■ **Short problem**:
Return the exact lines spanning from the line with "Query: purple studio backdrop" through the last line of the entries, boundaries included, and no others.

■ **Stored records**:
===============
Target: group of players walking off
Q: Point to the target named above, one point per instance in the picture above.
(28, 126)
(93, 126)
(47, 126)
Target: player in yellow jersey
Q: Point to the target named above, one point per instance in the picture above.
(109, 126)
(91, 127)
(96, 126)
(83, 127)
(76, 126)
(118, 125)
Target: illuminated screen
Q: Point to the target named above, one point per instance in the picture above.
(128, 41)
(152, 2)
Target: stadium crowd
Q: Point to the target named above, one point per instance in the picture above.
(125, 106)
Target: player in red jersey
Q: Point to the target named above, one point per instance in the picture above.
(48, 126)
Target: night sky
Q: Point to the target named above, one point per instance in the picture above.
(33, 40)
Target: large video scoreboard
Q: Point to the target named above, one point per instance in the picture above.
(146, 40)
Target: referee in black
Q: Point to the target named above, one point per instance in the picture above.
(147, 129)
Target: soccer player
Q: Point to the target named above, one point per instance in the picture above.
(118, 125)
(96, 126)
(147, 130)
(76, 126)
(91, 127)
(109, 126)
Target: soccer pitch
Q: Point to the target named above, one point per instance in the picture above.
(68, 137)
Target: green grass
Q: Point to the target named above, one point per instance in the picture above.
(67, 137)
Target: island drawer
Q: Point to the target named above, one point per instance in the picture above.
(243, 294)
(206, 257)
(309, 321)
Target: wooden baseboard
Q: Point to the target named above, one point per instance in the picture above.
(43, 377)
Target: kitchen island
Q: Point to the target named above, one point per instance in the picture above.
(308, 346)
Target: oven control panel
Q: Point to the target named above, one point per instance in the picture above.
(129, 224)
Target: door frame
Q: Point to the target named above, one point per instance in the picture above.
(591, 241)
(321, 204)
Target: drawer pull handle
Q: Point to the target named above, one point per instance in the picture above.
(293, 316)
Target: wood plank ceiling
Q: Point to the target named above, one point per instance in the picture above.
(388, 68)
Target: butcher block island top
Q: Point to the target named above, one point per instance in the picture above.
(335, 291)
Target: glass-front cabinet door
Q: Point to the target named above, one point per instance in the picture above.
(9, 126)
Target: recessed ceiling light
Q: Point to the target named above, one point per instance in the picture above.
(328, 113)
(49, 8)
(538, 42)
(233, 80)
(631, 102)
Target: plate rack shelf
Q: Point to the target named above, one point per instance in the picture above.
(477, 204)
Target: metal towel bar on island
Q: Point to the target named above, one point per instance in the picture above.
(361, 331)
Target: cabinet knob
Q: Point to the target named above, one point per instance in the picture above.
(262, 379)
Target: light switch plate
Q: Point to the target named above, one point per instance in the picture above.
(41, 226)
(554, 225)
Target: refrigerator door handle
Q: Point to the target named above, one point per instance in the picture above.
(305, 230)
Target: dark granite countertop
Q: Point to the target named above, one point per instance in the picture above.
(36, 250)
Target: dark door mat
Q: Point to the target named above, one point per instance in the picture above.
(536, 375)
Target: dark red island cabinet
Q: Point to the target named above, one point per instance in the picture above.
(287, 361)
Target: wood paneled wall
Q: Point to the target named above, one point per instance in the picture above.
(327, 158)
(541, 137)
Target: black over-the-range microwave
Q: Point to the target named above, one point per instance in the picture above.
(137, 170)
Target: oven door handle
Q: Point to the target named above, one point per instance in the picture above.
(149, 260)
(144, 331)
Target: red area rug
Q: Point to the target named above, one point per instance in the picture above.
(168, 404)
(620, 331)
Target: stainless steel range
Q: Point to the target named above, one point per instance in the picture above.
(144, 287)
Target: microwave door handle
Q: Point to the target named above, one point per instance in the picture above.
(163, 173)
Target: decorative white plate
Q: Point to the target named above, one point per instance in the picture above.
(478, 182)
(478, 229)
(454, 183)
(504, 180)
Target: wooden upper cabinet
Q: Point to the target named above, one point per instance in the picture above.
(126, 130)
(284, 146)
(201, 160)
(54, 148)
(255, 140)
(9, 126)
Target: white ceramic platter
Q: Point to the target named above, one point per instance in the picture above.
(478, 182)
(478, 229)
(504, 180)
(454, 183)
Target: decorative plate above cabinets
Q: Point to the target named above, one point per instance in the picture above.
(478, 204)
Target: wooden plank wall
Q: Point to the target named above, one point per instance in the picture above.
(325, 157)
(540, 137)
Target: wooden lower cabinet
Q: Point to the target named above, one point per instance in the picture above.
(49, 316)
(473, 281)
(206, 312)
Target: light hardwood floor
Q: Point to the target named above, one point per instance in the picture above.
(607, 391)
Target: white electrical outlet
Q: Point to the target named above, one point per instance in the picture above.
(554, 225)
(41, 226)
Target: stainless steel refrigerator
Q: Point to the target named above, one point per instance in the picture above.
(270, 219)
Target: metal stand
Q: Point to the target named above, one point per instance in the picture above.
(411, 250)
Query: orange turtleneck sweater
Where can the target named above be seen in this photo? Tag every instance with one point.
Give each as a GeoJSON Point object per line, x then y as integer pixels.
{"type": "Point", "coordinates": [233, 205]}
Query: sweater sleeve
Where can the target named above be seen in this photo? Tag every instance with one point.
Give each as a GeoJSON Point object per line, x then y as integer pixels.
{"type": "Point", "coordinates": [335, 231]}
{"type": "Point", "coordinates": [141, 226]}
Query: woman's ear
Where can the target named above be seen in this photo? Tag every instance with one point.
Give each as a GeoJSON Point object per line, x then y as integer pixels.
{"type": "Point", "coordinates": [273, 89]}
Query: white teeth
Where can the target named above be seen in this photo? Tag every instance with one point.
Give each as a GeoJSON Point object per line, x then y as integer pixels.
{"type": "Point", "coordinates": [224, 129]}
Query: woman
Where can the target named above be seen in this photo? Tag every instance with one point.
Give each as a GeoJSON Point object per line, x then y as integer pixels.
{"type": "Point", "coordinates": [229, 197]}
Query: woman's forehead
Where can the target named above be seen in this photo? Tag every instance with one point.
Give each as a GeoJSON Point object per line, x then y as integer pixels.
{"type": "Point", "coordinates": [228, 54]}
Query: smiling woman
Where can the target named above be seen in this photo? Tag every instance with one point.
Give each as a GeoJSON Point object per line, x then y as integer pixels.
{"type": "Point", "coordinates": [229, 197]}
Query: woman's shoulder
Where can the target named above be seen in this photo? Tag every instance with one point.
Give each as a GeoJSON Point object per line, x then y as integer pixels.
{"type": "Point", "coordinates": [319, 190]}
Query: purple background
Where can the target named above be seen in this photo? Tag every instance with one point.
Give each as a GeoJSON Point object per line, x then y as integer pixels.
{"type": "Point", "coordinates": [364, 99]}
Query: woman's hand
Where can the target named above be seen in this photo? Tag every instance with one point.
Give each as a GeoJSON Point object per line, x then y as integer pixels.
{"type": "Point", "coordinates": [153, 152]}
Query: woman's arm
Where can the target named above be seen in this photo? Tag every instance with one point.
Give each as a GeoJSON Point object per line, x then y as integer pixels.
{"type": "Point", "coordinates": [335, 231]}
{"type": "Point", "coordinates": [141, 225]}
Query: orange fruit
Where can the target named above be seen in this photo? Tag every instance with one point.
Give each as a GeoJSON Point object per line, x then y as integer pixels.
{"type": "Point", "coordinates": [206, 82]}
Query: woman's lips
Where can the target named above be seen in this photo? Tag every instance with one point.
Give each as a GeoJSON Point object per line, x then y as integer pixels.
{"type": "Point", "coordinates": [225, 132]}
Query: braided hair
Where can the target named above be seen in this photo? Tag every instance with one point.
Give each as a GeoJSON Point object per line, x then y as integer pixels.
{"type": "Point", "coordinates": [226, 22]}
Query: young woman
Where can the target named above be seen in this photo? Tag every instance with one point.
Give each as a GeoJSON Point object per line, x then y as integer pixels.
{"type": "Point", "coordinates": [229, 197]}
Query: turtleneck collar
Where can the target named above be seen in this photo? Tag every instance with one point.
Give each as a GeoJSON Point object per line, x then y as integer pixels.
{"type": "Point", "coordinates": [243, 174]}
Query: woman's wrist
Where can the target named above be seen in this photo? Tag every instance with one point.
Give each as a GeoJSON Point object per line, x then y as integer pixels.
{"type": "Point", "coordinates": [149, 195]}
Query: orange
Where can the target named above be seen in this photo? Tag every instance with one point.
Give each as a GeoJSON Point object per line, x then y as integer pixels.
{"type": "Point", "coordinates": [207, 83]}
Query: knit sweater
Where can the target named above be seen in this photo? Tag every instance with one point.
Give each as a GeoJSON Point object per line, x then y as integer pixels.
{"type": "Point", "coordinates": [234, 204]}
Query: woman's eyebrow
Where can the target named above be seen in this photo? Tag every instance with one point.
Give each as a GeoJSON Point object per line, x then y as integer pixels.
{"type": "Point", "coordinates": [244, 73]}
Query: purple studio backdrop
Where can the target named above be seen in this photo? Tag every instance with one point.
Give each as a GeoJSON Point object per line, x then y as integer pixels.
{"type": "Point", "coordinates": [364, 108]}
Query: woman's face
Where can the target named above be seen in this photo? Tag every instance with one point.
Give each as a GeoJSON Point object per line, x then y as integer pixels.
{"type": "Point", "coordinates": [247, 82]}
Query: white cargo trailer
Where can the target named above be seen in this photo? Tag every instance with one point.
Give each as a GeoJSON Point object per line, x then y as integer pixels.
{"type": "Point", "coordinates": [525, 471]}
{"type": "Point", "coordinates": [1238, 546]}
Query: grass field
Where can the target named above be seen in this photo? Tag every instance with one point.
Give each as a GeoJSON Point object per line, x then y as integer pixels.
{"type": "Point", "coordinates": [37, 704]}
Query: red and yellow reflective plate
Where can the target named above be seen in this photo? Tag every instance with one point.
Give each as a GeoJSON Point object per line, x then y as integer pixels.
===============
■ **Answer to this exercise**:
Query: purple studio backdrop
Where can the target named above be seen in this photo? Tag every instance with one point.
Give each as a GeoJSON Point object per line, x then y as integer pixels.
{"type": "Point", "coordinates": [364, 108]}
Query: woman's face
Where can the target named above be seen in this photo? Tag every instance with one point.
Give each as a GeoJSON Point object per line, x then y as integer pixels.
{"type": "Point", "coordinates": [247, 82]}
Query: white cargo trailer
Where can the target named above be seen in this photo? Tag every instance with one point.
Give each as a GeoJSON Point object per line, x then y as integer pixels.
{"type": "Point", "coordinates": [525, 471]}
{"type": "Point", "coordinates": [1238, 546]}
Query: grass field
Where can the target named above be seen in this photo? Tag every instance with one point.
Give each as a GeoJSON Point object per line, x then y as integer pixels.
{"type": "Point", "coordinates": [37, 704]}
Query: red and yellow reflective plate
Where can the target named above be seen in this photo? Tag every instance with one point.
Give each as a GeoJSON Point object per line, x then y as integer pixels.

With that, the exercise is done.